==== Passage
Written by Amanda Garvey. This is the report from a 2020 BSPP Lockdown Bursary. Click here to read more/apply for one yourself.
I had planned to spend this summer gaining work experience in a scientific setting, hopefully with both lab and fieldwork elements. However, the covid-19 pandemic put paid to that plan. I was delighted, therefore, to find out about the BSPP lockdown studentship which would enable me to pursue a research project remotely. My studentship project was carried out in association with the Agri-Food and Biosciences Institute (AFBI) and focused on two different areas of research.
The first research area involved examining historical data relating to statutory potato virus tests that had been carried out between 2009 and 2019. The objective was to analyse the dataset to identify any trends within the data, in potato varieties and the potato viruses found within them, with a mind to maintaining future seed crop health. The second research area related to Invasive Alien Species (IAS). Specifically, if plant health scientists consider their study organism as IAS, and whether IAS scientists consider plant pests and pathogens as IAS. It was hoped that by identifying how IAS and plant pathology researchers perceive each other’s research area it could facilitate more effective data sharing and collaboration.
========
==== Extracted entries
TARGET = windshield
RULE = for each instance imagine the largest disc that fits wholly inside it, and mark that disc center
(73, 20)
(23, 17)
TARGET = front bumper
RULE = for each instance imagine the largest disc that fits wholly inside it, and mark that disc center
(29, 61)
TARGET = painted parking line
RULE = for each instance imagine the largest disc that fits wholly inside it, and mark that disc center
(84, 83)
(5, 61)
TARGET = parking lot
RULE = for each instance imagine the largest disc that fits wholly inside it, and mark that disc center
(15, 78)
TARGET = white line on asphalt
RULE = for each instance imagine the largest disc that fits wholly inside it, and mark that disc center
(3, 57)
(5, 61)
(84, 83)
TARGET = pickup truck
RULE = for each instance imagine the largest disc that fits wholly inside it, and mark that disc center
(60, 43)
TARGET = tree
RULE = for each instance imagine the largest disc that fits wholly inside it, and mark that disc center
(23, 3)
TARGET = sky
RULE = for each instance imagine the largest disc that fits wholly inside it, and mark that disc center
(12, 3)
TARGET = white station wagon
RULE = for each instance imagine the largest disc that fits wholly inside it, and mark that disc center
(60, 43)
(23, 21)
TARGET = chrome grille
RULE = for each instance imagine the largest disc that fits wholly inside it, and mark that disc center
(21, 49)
========
> **Problem details**: Write the next part of the report on the 2020 BSPP lockdown bursary project, picking up after its final sentence.

> **Response to the task**:
As the potato virus data were in a large Excel spreadsheet, the first task was to save a copy into a more workable structure. The data were reviewed, and irrelevant records removed. The data set contained records of 7 different viruses, and results from 2,742 tests. Next, Excel pivot tables and charts were created to sort the data according to, for example, variety, year, and virus test results. The data were analysed to look for correlations, and identify if there was higher susceptibility to virus in specific potato varieties. The findings were compared with similar peer-reviewed studies which had been conducted in Scotland and Republic of Ireland.
The IAS research involved a Web of Science literature search, in fourteen journals, specifically related to IAS or plant health between the years 2000 and 2020. For the IAS search, topics such as pest, pathogen and virus were used whereas the plant health topics were invasive, alien, fungi etc. Following initial searches, it was identified that many articles used alternative terminology for IAS such as exotic and non-native, so the search terms used were expanded upon. The accumulated searches were exported into Excel which enabled the titles and abstracts to be filtered for each of the search terms. Overall, the dataset contains 3,708 records which will be examined further to identify trends in the use of terminology, and hopefully make some recommendations on standardisation in terminology to facilitate collaboration between plant health and invasive species researchers.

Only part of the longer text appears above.